[EXTRAIT FOURNI]:
Postface
Un chrétien selon Vatican II
p. 143-148
Texte intégral
1Notre colloque a été une belle rencontre avec la personnalité spirituelle d’Edmond Michelet. À travers la richesse des différentes interventions, il a retracé les relations d’un laïc chrétien, homme politique pris dans les tourmentes de l’histoire, avec son Église. Cette rencontre n’était pas pour moi totalement inédite. J’avais lu avec émotion Rue de la Liberté, et surtout la Communauté Saint-François-Xavier, à laquelle j’appartiens, se sent en proximité spirituelle avec celui qui nous a rassemblés ces deux jours. Robert Garric, Étienne Borne, Emmanuel Mounier, et bien entendu le père Jean Daniélou sont autant de proches d’Edmond Michelet qui, à des titres divers, font aussi partie de notre mémoire communautaire. Puisque nous fêtons cette année les 50 ans du concile Vatican II, et qu’Yves-Marie Hilaire a rouvert pour nous, avec Mgr Bressolette, l’histoire de ce concile, il m’a semblé utile d’éclairer le dialogue ininterrompu entre Edmond Michelet et son Église à partir de la conscience renouvelée que cette dernière a pris d’elle-même au Concile. Je vais donc parcourir quelques-unes des notes fondamentales de l’ecclésiologie conciliaire. Sans solliciter indiscrètement les textes, il est possible d’en faire un principe de lecture de l’engagement ecclésial d’Edmond Michelet et de mesurer ainsi l’actualité et la portée de cet engagement. J’ai cru comprendre que Michelet n’a guère écrit sur le Concile, qui a coïncidé avec le temps où il était « aux affaires ». Mais il l’a « existé » pleinement, et cela bien avant son ouverture, ce qui donne à son parcours d’homme et de chrétien une dimension prophétique.

[DONNÉES PRÉSENTÉES]:
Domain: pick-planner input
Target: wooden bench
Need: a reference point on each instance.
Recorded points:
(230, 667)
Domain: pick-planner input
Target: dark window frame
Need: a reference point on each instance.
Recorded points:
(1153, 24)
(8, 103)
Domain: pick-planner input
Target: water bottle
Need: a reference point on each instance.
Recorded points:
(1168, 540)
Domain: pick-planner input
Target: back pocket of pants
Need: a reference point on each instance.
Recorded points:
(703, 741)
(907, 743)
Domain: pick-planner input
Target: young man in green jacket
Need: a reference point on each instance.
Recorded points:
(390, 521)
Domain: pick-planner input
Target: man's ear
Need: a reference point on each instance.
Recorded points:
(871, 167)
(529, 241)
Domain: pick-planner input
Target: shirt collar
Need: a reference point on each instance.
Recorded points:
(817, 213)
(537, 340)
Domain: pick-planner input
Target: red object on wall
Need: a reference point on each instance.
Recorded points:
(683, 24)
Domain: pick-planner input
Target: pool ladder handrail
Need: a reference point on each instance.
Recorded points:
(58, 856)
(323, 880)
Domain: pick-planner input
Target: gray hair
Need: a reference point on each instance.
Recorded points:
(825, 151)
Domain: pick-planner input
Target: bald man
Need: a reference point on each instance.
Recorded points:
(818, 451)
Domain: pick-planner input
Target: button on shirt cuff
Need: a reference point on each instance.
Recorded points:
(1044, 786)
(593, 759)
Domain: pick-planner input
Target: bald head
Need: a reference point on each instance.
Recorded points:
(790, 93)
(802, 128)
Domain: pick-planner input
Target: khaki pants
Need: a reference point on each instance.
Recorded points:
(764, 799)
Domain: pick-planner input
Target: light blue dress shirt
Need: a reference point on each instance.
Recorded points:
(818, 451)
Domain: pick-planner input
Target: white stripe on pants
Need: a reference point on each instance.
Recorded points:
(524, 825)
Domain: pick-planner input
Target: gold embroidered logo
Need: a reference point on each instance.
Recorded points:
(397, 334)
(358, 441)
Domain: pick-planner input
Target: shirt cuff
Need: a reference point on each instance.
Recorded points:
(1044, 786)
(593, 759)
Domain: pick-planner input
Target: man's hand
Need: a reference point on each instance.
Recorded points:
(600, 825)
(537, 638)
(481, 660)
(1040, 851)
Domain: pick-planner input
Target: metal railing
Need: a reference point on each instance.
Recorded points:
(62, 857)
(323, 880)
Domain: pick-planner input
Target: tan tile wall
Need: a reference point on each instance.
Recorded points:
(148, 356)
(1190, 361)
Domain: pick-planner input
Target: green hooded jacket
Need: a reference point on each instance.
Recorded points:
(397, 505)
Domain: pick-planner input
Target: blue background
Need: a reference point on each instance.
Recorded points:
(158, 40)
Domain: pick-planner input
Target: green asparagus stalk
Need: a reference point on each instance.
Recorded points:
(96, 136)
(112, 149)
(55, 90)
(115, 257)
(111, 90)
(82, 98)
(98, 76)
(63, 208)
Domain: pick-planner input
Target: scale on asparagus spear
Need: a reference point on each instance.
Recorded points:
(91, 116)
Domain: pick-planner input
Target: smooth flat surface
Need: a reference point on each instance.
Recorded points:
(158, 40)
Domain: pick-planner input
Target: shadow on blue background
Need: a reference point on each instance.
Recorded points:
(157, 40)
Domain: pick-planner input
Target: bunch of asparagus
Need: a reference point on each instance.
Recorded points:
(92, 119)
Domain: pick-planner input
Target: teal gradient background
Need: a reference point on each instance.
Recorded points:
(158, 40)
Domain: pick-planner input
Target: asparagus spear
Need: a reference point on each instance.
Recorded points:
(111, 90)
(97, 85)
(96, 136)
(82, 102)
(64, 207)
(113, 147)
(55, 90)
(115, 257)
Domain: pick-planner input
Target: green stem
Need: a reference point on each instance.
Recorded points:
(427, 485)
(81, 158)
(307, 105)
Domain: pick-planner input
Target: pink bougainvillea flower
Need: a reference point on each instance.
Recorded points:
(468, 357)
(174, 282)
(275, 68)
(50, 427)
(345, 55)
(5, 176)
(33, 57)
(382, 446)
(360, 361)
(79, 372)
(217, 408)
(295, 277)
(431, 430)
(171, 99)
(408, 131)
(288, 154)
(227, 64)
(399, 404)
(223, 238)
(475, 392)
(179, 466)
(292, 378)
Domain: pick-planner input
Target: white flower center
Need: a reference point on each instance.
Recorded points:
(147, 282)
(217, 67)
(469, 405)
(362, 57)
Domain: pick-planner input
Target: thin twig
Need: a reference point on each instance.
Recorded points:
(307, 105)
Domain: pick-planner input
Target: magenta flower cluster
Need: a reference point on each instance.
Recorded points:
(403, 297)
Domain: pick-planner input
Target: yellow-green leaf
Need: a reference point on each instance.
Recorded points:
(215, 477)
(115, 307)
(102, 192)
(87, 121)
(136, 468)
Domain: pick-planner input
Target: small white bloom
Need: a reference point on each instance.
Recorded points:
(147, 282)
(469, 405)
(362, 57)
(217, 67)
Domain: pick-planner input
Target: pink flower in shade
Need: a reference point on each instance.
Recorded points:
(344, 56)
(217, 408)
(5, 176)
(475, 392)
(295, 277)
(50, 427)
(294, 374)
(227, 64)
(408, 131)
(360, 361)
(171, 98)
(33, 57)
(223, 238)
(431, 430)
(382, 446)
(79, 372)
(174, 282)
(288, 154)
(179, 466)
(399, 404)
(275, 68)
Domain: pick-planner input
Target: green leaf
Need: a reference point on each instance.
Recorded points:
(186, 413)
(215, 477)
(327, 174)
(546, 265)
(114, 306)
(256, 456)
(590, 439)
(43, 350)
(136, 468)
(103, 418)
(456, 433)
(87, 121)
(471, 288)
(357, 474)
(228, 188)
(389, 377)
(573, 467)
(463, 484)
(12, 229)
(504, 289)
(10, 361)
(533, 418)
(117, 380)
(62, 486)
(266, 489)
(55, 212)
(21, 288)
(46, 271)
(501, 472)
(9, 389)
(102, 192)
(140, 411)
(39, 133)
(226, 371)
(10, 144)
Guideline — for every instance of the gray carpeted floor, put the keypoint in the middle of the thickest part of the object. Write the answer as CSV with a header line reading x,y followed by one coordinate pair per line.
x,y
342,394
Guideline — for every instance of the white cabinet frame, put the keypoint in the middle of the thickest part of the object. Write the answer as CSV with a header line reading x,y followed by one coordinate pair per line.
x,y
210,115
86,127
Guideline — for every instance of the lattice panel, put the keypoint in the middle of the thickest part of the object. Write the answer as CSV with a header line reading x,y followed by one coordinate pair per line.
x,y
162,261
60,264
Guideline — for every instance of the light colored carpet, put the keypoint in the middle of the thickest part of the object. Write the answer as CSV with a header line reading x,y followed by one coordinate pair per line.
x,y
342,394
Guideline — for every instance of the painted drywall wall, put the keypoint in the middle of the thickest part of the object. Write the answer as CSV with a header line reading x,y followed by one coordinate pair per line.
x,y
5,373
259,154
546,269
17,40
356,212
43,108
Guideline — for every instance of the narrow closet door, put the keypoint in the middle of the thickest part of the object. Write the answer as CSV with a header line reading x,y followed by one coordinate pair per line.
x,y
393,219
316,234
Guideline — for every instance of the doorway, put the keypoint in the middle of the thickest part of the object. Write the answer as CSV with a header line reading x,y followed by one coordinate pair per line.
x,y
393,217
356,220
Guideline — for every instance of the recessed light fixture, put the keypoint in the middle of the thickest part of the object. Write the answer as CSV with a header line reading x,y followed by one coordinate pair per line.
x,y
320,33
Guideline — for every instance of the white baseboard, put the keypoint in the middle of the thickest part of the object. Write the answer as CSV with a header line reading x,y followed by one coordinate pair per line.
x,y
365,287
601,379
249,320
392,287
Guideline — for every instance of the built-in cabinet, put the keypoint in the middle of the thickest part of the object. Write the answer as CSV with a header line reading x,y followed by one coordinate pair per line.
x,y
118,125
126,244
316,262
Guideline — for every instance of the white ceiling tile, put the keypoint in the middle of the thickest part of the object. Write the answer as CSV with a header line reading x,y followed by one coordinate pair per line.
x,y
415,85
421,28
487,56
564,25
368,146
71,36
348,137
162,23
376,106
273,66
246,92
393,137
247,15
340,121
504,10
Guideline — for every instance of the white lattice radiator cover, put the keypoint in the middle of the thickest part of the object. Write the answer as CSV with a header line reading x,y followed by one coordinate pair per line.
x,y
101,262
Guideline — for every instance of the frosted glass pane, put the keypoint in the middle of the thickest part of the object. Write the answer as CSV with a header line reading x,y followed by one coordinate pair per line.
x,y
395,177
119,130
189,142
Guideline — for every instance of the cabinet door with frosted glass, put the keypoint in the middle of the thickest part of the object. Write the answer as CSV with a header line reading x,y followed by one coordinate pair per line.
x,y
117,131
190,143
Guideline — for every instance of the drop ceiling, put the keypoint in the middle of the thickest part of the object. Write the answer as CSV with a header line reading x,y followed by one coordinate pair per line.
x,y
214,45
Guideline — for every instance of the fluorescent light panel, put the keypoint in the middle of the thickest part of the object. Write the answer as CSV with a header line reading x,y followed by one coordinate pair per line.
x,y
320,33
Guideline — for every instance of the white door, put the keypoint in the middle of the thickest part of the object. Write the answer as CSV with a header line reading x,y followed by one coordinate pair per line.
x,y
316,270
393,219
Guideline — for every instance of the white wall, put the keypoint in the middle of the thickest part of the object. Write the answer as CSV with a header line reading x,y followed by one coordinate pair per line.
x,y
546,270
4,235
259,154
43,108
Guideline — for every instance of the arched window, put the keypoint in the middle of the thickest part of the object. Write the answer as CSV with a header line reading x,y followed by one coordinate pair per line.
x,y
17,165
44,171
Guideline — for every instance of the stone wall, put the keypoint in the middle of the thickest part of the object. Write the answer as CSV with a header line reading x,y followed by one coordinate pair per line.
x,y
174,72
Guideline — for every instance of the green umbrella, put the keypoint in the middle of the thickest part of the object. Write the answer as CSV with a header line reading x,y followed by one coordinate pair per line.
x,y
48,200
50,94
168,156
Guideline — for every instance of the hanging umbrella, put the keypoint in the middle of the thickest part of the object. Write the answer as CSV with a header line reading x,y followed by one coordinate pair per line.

[CONSIGNE]: D'après la postface consacrée à Edmond Michelet, quel anniversaire du concile Vatican II est fêté cette année-là ?

[SOLUTION]: Les 50 ans du concile Vatican II.